While no one wants to be in a position where they need to see an emergency dentist, accidents happen. Some dental emergencies may not require immediate medical attention; others cannot wait. Since it can be difficult to know exactly what to do when a dental emergency occurs, having an advance plan is the best course of action.
Visiting an emergency dentist in Southgate, such as those at Adams Dental, can mean the difference between saving and losing a tooth. An emergency dentist can help evaluate the situation and offer the best treatment possible in order to alleviate pain and ensure that the health of the affected tooth is fully restored. Here are some common dental emergencies and how to deal with them while waiting to be treated by an emergency dentist in Southgate.
A toothache is one of the most common reasons people visit an emergency dentist and can be indicative of various dental problems. If a toothache persists, visiting an emergency dentist in Southgate is the best thing to do. If there is swelling around the tooth, the toothache may be related to a tooth abscess. In other cases, the pain may be the symptom of a cavity or severe infection.
A knocked-out tooth is another common reason patients visit the emergency dentist. In this case, the sooner someone acts, the better their chances of saving their tooth. Upon losing a permanent tooth, rinse it with lukewarm water, being careful not to remove any tissue from the surface. Attempt to reposition the tooth into the socket, but if this is impossible, put it in a container of milk. The most successful re-implantation occurs when patients visit an emergency dentist within an hour of the accident.
Chipped and cracked teeth
Chipped and cracked teeth are not always painful. However, they can cause discomfort and for this reason, visiting an emergency dentist is the best course of immediate action. A chipped or cracked tooth will not only cause pain, but can also become infected. If a chipped or cracked tooth is not fixed in time, it can lead to tooth decay and tooth loss.

» **What the exercise asks**
Rewrite the paragraph of the dental emergencies text that begins "A knocked-out tooth is another common reason" as a short list of steps and key facts.

» **Information provided**
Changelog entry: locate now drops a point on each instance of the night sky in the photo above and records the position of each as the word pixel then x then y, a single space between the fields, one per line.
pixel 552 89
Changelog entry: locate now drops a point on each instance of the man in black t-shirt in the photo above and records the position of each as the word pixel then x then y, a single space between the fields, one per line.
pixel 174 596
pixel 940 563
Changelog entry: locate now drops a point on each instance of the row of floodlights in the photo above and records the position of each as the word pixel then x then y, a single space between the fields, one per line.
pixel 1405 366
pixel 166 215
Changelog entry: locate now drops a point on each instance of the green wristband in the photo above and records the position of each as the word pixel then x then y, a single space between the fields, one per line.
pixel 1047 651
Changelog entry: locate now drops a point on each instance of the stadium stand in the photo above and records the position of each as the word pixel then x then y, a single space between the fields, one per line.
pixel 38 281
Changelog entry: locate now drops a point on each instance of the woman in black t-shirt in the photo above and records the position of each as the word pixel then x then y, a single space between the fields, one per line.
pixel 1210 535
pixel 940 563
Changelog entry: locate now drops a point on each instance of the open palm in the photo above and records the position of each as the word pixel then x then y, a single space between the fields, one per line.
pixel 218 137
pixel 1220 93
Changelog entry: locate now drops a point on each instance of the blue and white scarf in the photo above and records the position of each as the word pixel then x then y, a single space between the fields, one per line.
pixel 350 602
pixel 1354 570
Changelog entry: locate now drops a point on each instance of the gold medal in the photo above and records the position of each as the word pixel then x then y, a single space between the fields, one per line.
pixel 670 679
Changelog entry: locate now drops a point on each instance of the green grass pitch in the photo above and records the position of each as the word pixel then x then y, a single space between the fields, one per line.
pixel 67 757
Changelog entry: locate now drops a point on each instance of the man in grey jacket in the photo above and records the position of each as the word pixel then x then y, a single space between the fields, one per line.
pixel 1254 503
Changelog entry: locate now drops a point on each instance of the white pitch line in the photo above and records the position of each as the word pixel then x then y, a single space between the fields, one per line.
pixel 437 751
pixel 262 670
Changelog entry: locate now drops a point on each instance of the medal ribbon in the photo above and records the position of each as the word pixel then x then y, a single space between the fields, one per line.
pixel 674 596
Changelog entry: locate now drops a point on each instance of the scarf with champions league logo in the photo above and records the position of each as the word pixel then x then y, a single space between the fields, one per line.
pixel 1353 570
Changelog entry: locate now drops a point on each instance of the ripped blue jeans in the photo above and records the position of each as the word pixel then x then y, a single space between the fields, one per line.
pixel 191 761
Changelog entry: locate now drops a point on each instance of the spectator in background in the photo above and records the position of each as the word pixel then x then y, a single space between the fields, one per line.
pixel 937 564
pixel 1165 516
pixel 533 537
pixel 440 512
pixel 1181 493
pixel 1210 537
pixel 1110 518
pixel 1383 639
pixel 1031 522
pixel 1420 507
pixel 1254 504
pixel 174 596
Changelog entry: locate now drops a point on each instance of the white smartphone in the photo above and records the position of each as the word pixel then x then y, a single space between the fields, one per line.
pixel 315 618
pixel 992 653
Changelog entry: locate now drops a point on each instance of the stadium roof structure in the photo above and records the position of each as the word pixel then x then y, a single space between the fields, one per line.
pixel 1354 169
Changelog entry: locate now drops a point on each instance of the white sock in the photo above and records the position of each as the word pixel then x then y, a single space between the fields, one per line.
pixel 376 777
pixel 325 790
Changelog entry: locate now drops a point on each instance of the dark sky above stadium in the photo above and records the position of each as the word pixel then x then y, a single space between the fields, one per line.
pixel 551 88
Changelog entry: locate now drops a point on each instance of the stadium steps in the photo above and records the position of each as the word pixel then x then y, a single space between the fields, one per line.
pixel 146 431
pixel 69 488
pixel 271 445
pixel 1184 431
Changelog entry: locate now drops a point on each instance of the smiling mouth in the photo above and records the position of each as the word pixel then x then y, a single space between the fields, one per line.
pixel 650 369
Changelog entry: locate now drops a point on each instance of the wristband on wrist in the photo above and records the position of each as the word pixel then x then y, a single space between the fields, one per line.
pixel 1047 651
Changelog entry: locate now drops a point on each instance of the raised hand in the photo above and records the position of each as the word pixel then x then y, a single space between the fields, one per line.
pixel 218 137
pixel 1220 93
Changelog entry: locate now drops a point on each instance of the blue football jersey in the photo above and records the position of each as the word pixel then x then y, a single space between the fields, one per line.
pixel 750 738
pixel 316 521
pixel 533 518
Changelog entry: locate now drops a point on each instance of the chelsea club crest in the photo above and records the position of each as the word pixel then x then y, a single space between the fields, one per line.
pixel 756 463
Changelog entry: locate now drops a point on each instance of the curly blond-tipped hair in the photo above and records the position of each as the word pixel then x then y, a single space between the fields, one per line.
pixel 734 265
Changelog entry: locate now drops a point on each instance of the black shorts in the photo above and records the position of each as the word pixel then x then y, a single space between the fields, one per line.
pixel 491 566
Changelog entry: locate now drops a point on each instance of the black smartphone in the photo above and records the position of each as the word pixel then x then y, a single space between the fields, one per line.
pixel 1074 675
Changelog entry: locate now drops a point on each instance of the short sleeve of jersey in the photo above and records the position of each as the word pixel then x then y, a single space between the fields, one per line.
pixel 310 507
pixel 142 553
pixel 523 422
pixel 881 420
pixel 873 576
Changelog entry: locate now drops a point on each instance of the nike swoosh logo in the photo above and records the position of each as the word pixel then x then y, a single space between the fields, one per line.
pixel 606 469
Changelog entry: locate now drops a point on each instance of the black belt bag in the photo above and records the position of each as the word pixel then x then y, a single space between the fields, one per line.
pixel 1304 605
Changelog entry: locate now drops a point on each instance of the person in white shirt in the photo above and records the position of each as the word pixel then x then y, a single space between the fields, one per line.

» **Solution**
- A knocked-out tooth is a common reason for an emergency dental visit.
- Acting sooner improves the chances of saving the tooth.
- Rinse a lost permanent tooth with lukewarm water without removing any tissue from its surface.
- Try to put the tooth back into the socket. If that isn't possible, place it in a container of milk.
- Re-implantation is most successful when the patient sees an emergency dentist within an hour of the accident.